Task brief. Reproduce word for word the passage of the article on India's 73 years of independence that opens with the words containing "This year India" and closes with "all, considered expendables.".

Text for analysis.
┏━━
• Srijan Pal Singh

India 2020: The Emerging Global Superpower?

As published and printed in The Daily Tribune Bahrain on August 15, 2020.


This year India completes 73 years as an independent nation. A nation which arose as an assembly of disjointed princely states and oppressions of the exploitative British Raj, has come a long way. In the middle of the second world war and despite theoretically being theoretically on the “winning side”, it was India which saw the greatest and silent tragedy of the times when in a single year of 1943, during the Bengal Famine, India lost 3 million humans to abject hunger which was entirely due to the negligence of the ruling British Empire. In comparison the holocaust killed 6 million jews in 6 years, but I would not be surprised if you never heard of the Bengal famine. Indian were, after all, considered expendables.

Fast forward 7 decades. India never saw a major famine as an independent nation. Even in the COVID-19 times, when some 80 million Indian migrant workers were forced into economically harsh conditions - the government and the civil society rose together to cater to their basic needs. You may have witnessed the pictures of families walking back to their villages often on foot, but what is perhaps less shown is that millions of Indians mobilized billions to do their best to take care of their distressed countrymen. We at Kalam Centre too, managed to feed 500,000 meals - and the nation had many more and bigger initiatives.

In March 2020, at the beginning of the COVID-19, India was reeling in its medical system. Hospitals had no PPEs, markets had no sanitizers or masks. India was then importing nearly 100% of its PPEs. It was thought to be the basket case which would collapse under the pressure of the pandemic. But not only did India endured through one of the longest lockdowns across the world it silently revamped its entire medical supply industry. By June India was making 200,000 kits a day and by the end of July 2020, India opened up to export PPE and other protective supplies to the rest of the world. I came across a group of tailors in Manipur who had switched over from stitching uniforms and started making reusable masks and cottage industries in Uttar Pradesh who had started making organic sanitizers in their homes. Almost half a dozen major India pharma companies are manufacturing generic Remdesivir and Fabpiravir, the two drugs which are front runners in the fight against coronavirus. Their price is as less as one-tenth compared to the USA. Similarly, Pune based Serum India is planning to produce 100 million doses of COVID vaccine as soon as the clinical trials are positive.
┗━━
Extracted entries.
┏━━
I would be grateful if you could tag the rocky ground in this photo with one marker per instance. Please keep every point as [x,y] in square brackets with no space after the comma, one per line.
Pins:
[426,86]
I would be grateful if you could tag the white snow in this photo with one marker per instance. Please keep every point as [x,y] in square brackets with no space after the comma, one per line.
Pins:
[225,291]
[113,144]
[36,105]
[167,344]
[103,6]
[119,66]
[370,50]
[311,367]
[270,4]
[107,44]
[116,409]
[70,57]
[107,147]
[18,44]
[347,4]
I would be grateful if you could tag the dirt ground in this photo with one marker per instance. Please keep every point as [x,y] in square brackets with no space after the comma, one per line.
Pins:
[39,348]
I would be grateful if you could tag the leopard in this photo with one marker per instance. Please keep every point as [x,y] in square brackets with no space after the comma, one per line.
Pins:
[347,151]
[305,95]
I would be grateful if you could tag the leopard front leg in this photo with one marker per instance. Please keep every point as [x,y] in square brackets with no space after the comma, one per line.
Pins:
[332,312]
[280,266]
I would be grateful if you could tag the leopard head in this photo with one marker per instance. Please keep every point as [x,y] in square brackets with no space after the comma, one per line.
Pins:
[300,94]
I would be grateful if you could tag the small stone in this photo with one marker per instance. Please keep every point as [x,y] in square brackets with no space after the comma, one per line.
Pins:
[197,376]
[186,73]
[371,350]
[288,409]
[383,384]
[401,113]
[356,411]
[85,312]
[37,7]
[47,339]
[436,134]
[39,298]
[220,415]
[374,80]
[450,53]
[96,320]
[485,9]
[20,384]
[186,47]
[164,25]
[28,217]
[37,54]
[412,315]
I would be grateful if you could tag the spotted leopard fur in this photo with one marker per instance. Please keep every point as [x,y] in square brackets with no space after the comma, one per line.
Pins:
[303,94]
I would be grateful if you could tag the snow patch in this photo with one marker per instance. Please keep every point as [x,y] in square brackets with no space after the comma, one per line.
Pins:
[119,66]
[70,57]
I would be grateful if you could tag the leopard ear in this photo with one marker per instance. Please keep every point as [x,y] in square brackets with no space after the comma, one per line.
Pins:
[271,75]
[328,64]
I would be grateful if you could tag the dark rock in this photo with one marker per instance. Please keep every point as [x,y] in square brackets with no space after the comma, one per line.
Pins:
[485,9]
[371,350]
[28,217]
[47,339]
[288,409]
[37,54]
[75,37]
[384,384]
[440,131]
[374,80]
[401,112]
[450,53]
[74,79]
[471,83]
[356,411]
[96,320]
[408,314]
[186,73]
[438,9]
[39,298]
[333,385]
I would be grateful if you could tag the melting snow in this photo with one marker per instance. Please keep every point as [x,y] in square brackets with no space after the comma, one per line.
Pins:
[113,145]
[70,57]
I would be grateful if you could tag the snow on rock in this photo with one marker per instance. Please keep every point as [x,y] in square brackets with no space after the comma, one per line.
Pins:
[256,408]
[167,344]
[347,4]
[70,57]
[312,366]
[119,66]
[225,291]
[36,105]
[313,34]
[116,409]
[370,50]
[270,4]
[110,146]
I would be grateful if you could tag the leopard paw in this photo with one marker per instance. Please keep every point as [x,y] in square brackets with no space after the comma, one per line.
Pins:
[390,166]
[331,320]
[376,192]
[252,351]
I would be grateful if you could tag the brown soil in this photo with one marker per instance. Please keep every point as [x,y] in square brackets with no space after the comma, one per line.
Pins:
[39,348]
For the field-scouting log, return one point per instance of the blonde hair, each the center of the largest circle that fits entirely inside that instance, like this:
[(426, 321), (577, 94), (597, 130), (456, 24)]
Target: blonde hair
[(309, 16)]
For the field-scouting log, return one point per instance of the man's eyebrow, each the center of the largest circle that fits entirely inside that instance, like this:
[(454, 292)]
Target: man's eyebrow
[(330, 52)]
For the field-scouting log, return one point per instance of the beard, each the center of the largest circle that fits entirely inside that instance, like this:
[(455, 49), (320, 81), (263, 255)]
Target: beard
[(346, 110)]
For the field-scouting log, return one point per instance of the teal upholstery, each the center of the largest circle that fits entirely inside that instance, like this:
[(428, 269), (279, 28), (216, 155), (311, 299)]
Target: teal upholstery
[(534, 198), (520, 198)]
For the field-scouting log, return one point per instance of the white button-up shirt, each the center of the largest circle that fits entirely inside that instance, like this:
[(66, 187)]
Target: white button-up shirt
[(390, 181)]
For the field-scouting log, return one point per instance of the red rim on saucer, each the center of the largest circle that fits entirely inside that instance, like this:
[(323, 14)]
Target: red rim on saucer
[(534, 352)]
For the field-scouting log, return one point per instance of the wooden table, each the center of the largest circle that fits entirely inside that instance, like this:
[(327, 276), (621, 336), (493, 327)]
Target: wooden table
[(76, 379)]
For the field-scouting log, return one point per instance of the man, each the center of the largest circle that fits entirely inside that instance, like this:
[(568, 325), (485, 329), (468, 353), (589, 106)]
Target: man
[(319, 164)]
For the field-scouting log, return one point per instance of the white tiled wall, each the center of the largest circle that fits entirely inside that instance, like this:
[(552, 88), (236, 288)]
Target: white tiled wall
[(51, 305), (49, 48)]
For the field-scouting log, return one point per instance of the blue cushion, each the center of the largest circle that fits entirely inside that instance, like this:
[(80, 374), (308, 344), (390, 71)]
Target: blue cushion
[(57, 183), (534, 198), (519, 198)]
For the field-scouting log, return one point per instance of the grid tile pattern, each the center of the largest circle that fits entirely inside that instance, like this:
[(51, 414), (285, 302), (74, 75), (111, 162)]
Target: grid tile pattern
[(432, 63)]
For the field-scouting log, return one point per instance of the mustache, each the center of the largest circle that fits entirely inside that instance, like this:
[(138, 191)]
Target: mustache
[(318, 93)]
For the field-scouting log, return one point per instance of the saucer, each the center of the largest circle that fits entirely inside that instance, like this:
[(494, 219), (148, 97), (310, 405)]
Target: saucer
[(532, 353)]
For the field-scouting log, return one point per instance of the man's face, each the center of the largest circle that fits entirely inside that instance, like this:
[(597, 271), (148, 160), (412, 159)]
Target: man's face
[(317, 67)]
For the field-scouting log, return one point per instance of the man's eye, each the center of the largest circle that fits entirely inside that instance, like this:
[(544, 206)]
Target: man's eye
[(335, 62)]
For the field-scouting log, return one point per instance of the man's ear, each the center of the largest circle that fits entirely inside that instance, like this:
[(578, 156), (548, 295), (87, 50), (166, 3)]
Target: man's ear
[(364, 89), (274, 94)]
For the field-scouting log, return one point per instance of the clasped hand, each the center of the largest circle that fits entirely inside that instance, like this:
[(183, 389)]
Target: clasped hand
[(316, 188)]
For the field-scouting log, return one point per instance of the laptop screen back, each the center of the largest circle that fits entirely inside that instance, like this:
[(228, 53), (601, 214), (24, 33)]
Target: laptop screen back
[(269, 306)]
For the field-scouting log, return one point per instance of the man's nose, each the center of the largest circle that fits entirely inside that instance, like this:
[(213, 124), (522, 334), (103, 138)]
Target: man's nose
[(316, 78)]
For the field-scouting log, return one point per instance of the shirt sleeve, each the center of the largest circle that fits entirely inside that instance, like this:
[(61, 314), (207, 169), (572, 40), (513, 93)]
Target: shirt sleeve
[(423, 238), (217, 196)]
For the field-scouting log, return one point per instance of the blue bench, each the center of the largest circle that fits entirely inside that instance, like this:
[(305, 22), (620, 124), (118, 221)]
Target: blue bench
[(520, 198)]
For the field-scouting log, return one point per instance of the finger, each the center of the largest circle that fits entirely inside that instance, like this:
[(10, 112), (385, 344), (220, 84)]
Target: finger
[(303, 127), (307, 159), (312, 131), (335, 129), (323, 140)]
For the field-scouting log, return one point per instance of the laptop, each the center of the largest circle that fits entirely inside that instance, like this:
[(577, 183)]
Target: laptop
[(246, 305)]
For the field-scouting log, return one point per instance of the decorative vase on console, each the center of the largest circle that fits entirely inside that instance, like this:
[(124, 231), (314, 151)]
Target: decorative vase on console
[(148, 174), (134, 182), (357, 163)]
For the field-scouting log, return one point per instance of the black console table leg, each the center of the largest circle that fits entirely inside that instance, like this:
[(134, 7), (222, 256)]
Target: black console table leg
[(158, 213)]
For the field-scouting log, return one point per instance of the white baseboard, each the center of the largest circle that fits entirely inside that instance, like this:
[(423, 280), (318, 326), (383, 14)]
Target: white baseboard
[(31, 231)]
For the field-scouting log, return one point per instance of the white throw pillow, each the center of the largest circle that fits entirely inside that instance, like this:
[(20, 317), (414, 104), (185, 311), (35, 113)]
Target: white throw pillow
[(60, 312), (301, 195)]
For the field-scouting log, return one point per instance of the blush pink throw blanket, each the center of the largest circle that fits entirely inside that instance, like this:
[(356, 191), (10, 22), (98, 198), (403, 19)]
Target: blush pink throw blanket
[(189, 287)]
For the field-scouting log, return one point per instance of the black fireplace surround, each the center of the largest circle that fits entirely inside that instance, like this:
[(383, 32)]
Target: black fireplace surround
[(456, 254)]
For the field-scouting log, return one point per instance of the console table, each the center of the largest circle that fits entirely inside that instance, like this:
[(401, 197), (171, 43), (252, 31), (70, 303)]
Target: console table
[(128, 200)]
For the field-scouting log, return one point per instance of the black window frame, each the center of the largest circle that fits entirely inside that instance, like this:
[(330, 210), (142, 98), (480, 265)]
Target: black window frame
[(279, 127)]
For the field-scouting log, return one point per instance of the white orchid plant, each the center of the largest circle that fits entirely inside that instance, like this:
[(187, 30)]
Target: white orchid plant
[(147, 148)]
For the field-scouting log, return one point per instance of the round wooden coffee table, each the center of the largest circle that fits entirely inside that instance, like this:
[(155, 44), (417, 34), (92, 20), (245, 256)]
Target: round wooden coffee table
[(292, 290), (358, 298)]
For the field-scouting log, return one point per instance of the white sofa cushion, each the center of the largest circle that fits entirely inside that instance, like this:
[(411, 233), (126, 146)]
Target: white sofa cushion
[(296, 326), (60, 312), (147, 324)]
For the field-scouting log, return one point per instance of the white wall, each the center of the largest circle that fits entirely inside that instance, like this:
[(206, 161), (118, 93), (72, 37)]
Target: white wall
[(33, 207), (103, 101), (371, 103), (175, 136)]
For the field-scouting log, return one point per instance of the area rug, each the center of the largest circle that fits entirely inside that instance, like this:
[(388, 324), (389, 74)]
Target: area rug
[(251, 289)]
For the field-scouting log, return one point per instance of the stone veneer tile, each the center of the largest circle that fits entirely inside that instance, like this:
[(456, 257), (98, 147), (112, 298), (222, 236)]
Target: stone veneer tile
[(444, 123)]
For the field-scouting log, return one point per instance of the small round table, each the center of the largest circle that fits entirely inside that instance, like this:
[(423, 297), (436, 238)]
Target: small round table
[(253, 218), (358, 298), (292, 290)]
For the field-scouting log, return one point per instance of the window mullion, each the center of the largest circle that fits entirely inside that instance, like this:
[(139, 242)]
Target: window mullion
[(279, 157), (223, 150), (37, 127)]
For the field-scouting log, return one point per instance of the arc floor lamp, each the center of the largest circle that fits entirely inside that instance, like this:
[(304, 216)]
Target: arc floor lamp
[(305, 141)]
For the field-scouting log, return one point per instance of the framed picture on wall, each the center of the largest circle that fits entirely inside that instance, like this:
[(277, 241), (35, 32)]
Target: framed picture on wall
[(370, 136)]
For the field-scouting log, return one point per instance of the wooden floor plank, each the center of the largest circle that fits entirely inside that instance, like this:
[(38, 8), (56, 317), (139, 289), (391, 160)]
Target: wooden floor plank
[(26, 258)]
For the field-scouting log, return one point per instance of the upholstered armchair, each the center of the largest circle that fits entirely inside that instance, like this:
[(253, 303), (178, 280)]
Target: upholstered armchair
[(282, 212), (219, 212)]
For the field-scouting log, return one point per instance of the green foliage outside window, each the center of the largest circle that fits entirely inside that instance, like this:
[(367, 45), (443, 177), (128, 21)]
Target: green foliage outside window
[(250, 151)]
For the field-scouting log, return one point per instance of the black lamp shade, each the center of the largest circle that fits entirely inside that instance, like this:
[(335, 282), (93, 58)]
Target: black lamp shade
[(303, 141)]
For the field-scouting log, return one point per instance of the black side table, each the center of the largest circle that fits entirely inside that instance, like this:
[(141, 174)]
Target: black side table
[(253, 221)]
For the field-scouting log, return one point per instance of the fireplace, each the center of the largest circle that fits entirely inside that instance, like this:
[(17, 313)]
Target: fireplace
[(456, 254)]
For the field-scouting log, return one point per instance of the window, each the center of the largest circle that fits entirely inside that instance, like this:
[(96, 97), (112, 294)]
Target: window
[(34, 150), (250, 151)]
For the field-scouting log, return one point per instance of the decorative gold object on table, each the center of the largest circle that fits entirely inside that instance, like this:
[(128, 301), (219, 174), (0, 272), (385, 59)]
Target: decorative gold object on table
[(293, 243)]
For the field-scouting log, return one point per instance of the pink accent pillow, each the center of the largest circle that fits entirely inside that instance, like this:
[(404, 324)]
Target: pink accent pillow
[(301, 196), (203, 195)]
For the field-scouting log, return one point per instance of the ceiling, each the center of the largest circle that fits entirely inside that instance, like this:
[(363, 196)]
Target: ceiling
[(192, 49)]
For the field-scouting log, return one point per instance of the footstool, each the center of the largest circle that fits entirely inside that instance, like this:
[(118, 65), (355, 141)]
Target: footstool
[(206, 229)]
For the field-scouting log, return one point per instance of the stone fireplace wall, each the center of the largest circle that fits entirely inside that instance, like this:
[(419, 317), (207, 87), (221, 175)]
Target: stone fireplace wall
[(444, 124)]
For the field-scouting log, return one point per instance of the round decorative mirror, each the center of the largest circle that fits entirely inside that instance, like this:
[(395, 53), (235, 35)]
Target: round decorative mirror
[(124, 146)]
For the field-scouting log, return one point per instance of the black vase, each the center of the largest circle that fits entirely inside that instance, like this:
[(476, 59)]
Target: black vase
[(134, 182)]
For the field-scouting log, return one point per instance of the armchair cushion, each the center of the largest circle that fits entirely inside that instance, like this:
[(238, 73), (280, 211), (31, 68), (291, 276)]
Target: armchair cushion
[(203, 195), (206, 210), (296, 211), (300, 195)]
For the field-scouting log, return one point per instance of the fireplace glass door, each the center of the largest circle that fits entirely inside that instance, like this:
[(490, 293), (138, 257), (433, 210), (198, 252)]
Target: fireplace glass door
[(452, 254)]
┗━━
Reply to the exercise.
This year India completes 73 years as an independent nation. A nation which arose as an assembly of disjointed princely states and oppressions of the exploitative British Raj, has come a long way. In the middle of the second world war and despite theoretically being theoretically on the “winning side”, it was India which saw the greatest and silent tragedy of the times when in a single year of 1943, during the Bengal Famine, India lost 3 million humans to abject hunger which was entirely due to the negligence of the ruling British Empire. In comparison the holocaust killed 6 million jews in 6 years, but I would not be surprised if you never heard of the Bengal famine. Indian were, after all, considered expendables.